[本文]
..............................
原判決は上告人の主張する如く「本件家屋の価額は譲渡価額としてはほゞ適正であつた」と認めた。
そしてその上で「本件敷地の借地権を無償で譲渡したものというべきである」と述べ更に「右借地権の価額を寄附金として措置する必要がある」と判断している。
ところで本件紛争は本件家屋の譲渡が低廉譲渡であり基本通達七七を適用して寄附金として取扱うべきものかどうかという紛争である。しかるに原判決は上告人の主張通り本件建物の低廉譲渡を否定したに拘らず被上告人も主張しない借地権の無償譲渡を肯定(尤も上告人は借地権の譲渡はないと主張している)してその価額を寄附金として判断しているのである。主張しない事実を判断しているのである。
しかして法人税法(旧)第九条第三項は寄附金損金不算入の定めであり本件の如く寄附金としての明示のものでないときは別個に「寄附金とみなす」旨の定めをしている(基本通達七七がその場合の例)のである。
したがつて原判決が任意に借地権の無償譲渡の場合に借地権の価額は即ち寄附金と判断するのは法人税法の解釈を誤つたものであることが明らかである。(尚その点原判決も法人税法の解釈判断に無理があることを自認したのか「役員賞与として益金処分があつたものとする余地もないではないが……」と述べている)
四、更に原判決は上告人の主張を排斥するのあまり「更正処分に附記された理由以外の理由でこれを維持することは原則として許されないものと解すべきであるが……建物の低廉譲渡と借地権の無償譲渡とは全然別個の理由には該らないと考えられる」と判断している。
..............................
[依頼内容 1]
本文によれば、法人税法(旧)第九条第三項は何についての定めか。
[依頼内容 2]
記録のうち、「outline cloud」を含む行から「43), (252, 43)]」を含む行までを、そのまま書き写してください。

[画像境界注釈データ]
..............................
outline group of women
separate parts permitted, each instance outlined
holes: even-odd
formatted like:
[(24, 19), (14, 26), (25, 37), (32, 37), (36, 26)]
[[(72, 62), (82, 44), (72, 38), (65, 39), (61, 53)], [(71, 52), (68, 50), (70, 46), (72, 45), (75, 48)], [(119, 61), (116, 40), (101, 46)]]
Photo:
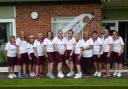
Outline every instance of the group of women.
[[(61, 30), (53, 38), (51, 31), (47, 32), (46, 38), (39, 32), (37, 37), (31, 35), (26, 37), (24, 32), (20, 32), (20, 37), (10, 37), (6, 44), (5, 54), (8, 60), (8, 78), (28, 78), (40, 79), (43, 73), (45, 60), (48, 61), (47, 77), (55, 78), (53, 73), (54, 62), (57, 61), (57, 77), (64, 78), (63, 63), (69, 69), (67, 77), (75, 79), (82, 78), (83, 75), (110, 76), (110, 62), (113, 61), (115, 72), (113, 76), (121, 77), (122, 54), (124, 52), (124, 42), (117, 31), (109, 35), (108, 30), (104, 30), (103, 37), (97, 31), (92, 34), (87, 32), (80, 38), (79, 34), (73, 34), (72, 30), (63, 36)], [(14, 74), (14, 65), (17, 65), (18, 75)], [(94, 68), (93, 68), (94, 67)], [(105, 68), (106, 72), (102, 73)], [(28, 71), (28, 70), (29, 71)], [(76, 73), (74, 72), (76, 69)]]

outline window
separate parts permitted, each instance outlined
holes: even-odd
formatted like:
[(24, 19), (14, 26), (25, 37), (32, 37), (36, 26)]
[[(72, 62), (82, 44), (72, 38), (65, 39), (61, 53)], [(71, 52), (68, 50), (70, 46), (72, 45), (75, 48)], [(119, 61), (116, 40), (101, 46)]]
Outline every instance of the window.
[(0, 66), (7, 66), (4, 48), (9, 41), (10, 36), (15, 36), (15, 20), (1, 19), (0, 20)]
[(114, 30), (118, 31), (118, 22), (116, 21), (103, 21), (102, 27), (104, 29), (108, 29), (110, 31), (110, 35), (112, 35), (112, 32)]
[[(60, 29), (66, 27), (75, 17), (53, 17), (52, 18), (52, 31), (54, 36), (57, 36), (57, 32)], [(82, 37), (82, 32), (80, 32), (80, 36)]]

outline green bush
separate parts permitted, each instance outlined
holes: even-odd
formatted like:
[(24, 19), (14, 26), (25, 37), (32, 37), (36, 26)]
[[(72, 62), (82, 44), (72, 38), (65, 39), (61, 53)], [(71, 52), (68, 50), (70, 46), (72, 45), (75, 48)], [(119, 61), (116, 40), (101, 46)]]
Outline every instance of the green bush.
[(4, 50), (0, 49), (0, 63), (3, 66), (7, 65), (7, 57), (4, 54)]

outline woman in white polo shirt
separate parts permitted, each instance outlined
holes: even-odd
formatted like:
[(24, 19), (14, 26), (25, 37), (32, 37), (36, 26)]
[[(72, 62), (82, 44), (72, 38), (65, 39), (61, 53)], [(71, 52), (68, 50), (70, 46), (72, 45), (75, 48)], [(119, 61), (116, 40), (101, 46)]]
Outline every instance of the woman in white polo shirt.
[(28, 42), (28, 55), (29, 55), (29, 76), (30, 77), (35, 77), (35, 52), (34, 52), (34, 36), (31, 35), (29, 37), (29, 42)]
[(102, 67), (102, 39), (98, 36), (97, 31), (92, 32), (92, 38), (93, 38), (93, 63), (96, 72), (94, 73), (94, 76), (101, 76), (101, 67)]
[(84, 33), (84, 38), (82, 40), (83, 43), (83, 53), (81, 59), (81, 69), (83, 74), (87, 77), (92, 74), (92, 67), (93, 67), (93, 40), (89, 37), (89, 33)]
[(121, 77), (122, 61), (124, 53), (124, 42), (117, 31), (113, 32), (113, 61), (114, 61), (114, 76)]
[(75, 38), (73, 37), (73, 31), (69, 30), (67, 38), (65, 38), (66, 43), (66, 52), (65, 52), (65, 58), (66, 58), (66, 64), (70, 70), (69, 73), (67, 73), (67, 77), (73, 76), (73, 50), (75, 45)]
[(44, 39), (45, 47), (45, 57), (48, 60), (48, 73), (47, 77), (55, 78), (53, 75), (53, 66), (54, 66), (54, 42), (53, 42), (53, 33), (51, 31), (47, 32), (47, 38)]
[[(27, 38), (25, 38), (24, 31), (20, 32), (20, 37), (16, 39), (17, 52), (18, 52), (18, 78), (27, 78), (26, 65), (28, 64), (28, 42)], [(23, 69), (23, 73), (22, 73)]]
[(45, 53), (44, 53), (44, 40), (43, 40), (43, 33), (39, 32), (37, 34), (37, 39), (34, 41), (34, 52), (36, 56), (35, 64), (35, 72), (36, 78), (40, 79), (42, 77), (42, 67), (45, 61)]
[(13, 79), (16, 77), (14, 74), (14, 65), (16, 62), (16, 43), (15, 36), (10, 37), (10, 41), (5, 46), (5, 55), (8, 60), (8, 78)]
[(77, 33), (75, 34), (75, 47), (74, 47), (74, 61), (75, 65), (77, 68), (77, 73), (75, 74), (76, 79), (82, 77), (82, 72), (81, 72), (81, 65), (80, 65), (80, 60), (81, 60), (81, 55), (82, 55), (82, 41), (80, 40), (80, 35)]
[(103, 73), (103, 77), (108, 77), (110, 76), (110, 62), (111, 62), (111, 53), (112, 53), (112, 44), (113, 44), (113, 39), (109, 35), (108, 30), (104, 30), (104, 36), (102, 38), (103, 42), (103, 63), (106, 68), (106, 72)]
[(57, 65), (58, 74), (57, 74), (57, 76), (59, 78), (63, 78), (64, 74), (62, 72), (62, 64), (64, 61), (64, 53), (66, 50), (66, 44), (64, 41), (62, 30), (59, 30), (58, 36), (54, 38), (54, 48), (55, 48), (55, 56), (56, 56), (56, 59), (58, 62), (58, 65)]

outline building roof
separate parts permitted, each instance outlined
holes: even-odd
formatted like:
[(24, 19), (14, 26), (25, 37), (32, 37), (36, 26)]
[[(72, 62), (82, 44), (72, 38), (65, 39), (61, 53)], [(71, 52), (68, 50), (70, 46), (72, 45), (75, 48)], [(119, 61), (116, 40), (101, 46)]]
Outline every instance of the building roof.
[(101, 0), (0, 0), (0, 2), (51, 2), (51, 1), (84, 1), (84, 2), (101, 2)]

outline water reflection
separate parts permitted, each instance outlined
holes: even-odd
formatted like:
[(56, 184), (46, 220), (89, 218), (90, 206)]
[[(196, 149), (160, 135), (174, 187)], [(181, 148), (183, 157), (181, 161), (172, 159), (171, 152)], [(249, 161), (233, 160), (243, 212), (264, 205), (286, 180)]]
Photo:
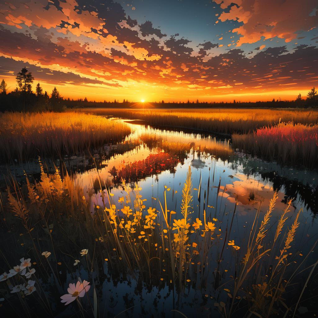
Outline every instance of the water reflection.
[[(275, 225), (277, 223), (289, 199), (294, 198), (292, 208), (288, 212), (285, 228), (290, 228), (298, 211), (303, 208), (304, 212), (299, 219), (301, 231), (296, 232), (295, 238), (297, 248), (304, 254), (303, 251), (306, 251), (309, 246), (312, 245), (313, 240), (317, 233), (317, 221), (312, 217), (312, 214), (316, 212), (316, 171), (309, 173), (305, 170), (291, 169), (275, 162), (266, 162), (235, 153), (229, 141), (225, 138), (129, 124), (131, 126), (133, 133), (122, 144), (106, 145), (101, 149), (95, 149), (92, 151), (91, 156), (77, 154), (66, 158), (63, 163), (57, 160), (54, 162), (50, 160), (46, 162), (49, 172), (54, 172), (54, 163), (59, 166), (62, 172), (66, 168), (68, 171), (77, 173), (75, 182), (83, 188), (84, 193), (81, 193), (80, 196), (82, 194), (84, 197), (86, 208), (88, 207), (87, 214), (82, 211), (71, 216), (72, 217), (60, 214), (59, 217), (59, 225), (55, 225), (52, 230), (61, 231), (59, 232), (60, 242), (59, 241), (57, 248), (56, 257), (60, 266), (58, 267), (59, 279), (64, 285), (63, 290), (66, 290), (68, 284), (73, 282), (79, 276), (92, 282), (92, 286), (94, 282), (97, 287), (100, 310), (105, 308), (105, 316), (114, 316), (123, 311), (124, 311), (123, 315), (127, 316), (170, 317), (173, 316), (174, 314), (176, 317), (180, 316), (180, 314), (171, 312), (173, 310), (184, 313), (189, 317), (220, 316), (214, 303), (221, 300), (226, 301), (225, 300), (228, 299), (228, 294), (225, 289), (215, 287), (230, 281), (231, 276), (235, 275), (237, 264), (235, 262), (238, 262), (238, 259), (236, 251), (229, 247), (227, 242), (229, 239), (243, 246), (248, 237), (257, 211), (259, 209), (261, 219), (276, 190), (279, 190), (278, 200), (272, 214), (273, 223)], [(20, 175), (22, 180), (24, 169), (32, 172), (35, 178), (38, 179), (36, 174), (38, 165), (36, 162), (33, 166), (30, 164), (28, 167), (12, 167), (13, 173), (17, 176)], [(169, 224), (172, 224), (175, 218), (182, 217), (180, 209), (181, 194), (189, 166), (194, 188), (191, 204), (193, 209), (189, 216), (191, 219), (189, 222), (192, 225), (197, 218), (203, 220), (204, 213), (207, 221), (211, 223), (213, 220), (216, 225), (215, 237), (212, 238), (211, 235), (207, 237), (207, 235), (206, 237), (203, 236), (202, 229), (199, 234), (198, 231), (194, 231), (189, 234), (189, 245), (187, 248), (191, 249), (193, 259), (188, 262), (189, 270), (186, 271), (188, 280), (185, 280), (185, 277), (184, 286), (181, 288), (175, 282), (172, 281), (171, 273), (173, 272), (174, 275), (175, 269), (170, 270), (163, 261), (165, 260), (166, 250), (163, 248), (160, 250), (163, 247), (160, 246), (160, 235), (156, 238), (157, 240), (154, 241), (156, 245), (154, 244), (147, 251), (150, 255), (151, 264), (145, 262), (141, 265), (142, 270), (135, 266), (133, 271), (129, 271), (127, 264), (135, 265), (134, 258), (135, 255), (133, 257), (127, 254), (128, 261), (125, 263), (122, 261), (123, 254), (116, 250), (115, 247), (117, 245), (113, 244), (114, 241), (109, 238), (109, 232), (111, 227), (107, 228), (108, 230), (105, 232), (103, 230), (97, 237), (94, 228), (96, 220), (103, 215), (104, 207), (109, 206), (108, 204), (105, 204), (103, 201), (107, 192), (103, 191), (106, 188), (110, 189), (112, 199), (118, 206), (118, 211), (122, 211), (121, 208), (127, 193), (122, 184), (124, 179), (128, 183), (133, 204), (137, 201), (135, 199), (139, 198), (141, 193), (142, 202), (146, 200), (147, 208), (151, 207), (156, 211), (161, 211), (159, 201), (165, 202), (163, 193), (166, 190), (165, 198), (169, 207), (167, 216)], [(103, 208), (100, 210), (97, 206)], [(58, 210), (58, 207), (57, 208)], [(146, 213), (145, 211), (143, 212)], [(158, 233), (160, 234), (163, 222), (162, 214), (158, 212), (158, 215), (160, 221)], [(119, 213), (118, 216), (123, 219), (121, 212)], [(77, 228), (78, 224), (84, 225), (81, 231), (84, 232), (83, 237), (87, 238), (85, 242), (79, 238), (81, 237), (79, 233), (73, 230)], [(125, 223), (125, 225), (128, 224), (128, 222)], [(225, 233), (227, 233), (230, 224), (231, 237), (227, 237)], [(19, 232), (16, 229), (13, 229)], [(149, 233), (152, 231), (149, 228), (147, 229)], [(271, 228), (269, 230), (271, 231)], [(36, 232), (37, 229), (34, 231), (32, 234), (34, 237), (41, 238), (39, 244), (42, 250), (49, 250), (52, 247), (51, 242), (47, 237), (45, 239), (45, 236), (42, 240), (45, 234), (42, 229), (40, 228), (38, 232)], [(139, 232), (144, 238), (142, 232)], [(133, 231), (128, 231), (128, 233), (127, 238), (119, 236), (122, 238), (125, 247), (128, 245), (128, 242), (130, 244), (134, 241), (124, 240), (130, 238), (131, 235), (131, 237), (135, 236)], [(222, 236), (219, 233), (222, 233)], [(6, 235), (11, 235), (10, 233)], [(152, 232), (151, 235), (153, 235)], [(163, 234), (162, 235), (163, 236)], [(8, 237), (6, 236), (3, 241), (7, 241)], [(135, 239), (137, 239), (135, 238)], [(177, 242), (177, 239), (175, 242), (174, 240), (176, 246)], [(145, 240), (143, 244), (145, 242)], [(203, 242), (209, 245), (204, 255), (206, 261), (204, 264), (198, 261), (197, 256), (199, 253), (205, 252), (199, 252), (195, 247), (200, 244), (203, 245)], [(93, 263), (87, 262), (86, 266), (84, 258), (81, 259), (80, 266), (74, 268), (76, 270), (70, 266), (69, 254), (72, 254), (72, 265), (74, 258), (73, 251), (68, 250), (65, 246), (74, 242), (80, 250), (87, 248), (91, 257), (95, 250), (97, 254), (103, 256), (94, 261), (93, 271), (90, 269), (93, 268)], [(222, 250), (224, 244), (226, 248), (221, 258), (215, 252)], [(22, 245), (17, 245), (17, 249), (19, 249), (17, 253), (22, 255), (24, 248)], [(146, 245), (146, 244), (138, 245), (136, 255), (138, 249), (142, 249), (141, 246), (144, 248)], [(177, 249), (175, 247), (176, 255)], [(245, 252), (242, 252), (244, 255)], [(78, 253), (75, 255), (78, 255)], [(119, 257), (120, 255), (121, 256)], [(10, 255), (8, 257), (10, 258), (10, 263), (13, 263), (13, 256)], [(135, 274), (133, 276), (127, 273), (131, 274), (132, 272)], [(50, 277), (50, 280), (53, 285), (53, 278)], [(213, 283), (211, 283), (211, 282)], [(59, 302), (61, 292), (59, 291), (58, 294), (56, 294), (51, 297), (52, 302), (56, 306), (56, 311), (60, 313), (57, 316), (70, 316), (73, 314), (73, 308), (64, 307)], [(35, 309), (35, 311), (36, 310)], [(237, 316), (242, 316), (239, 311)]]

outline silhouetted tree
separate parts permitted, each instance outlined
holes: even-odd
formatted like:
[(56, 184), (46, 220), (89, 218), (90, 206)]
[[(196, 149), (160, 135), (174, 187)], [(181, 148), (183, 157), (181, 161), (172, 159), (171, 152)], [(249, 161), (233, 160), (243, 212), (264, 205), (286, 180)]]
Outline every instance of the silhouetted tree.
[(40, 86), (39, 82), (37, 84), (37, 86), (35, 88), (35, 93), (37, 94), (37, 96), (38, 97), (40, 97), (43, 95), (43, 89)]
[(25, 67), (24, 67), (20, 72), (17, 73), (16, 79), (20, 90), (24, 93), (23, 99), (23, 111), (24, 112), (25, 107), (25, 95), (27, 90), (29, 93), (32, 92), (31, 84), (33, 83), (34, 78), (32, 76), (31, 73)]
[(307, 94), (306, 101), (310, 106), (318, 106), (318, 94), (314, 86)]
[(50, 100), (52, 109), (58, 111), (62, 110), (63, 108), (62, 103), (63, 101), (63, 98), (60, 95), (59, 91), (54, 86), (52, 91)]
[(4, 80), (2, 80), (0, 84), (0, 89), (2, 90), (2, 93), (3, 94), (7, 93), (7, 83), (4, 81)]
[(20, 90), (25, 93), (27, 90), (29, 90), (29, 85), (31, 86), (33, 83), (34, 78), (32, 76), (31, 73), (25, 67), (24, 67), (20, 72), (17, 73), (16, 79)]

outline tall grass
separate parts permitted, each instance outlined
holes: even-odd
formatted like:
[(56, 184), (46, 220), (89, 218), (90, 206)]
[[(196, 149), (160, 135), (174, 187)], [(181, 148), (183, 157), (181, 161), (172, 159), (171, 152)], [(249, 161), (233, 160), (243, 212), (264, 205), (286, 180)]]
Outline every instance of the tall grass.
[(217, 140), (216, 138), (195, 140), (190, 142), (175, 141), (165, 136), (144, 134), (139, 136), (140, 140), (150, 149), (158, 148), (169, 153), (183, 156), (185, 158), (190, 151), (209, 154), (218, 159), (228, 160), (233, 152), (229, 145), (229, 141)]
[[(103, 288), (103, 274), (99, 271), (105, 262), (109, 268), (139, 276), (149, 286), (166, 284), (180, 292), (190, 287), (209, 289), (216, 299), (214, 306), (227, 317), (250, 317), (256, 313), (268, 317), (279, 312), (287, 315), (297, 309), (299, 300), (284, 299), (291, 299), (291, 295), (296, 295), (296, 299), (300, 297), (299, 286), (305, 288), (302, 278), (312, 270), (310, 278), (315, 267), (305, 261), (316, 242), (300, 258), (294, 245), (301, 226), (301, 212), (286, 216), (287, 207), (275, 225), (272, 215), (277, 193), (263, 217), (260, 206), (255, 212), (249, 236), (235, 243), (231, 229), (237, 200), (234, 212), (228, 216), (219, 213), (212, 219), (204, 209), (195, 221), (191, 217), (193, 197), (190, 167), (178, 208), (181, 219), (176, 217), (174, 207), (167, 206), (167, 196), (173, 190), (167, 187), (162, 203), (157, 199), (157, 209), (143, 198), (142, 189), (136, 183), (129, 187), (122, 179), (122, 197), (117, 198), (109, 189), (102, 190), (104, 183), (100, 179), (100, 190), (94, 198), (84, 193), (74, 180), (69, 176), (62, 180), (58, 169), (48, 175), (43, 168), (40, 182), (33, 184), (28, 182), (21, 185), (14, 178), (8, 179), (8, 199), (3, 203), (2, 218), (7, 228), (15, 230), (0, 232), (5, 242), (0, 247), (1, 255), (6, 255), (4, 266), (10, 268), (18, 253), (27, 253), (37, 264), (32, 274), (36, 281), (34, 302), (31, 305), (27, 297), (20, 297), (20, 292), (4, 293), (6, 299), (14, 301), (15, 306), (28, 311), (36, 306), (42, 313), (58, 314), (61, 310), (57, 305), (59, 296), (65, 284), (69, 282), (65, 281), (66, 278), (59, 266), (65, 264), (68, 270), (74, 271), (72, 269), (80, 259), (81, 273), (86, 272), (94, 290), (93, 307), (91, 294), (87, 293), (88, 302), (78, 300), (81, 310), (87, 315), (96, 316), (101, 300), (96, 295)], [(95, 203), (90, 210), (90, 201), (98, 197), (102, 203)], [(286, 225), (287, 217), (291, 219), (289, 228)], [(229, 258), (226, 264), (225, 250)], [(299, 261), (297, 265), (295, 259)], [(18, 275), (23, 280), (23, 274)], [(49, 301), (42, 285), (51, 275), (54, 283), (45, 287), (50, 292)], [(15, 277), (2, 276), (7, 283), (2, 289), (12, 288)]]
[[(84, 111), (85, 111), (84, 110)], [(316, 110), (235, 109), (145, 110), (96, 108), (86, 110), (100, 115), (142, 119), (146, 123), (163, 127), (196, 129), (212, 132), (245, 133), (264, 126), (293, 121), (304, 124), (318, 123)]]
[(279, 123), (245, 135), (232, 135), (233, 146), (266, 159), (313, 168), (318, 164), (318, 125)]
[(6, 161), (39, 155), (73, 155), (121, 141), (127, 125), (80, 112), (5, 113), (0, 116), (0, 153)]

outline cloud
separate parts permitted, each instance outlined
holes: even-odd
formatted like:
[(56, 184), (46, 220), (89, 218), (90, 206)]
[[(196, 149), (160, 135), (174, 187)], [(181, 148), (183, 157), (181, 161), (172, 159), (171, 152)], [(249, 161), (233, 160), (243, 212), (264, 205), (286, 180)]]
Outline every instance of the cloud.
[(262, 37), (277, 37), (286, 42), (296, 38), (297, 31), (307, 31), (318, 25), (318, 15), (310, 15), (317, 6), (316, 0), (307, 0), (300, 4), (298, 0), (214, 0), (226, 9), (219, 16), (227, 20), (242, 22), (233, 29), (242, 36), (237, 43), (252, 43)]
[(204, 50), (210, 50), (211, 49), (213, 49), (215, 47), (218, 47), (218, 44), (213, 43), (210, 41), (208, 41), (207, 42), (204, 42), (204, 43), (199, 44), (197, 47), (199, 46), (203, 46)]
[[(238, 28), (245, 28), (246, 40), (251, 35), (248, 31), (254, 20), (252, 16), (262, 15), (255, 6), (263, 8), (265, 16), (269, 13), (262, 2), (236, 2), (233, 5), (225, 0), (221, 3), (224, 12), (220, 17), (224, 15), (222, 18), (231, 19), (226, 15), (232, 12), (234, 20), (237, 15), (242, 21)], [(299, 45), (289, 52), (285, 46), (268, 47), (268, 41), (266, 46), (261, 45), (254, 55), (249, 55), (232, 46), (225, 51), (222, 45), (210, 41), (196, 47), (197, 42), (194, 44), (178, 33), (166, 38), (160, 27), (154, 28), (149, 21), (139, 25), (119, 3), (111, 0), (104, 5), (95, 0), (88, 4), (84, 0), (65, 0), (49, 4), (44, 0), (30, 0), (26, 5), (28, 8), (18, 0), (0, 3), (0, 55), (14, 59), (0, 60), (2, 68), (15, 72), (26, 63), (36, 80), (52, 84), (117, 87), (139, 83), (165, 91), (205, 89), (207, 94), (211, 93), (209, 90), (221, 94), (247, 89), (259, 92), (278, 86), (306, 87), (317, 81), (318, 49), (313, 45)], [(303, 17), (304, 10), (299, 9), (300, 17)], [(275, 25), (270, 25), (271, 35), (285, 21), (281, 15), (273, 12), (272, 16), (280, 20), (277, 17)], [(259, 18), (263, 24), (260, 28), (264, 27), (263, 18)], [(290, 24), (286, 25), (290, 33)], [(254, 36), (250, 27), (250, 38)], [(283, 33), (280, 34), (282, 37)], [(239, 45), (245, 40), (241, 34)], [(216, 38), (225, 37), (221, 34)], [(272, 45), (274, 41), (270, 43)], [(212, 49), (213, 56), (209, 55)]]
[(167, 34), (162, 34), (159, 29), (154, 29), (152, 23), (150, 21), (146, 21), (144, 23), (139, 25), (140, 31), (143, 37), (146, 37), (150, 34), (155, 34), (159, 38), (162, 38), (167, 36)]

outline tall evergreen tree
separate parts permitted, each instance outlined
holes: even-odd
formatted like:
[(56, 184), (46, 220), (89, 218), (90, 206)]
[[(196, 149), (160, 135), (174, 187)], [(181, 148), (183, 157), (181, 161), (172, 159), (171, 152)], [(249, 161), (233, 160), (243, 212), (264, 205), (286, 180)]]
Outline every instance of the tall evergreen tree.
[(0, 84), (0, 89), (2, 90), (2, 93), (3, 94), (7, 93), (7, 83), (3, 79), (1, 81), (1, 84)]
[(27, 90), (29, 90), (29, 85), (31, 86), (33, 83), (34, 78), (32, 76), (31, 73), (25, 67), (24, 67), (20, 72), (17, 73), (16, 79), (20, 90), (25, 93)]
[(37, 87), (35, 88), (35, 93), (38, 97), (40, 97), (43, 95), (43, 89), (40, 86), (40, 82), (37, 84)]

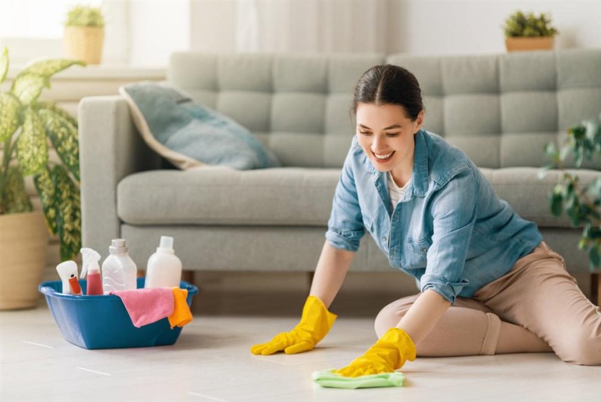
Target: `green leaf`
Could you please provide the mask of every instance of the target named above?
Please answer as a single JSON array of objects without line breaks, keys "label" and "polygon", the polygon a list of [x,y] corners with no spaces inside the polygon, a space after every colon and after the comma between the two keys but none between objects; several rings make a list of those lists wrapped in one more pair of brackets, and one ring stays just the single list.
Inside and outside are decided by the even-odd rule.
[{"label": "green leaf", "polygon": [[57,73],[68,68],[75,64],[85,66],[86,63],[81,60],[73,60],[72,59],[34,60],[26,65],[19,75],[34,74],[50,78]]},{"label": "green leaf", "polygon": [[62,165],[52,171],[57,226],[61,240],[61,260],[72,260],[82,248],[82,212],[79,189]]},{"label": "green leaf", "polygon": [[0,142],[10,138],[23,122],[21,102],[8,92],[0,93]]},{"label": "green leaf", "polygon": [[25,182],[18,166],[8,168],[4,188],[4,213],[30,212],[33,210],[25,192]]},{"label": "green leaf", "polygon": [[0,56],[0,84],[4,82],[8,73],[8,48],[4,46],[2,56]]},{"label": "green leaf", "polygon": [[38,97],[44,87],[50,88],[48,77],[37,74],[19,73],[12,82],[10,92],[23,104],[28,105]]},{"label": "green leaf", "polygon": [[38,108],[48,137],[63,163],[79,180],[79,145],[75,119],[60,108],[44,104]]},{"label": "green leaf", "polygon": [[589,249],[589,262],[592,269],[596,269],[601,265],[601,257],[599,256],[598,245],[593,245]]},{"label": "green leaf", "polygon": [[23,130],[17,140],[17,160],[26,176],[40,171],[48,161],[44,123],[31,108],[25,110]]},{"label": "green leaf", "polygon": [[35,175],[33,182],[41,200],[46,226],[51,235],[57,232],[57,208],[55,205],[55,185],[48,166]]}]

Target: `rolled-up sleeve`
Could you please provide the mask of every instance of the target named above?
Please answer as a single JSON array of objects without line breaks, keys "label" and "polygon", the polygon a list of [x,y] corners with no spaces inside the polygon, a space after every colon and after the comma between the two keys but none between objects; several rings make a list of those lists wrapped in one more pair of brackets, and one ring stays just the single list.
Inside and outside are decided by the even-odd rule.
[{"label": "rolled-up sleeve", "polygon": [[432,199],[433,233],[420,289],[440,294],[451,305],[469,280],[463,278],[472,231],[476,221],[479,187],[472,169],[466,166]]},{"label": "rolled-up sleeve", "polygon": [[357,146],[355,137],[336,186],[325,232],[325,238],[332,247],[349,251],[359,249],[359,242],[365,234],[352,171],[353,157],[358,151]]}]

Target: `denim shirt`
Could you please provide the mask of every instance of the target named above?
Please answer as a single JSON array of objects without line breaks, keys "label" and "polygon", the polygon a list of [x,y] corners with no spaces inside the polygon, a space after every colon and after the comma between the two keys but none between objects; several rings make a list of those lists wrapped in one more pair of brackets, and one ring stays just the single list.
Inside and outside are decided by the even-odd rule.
..............................
[回答 1]
寄附金損金不算入の定めです。

[回答 2]
outline cloud
separate parts permitted, each instance outlined
holes: even-odd
formatted like:
[(56, 184), (46, 220), (89, 218), (90, 206)]
[[(196, 149), (160, 135), (174, 187)], [(181, 148), (183, 157), (181, 161), (172, 159), (171, 152)], [(249, 161), (233, 160), (243, 212), (264, 205), (286, 180)]]
Outline every instance of the cloud.
[(262, 37), (277, 37), (286, 42), (296, 38), (297, 31), (307, 31), (318, 25), (318, 15), (310, 15), (317, 6), (316, 0), (307, 0), (300, 4), (298, 0), (214, 0), (226, 9), (219, 16), (227, 20), (242, 22), (233, 29), (242, 36), (237, 43), (252, 43)]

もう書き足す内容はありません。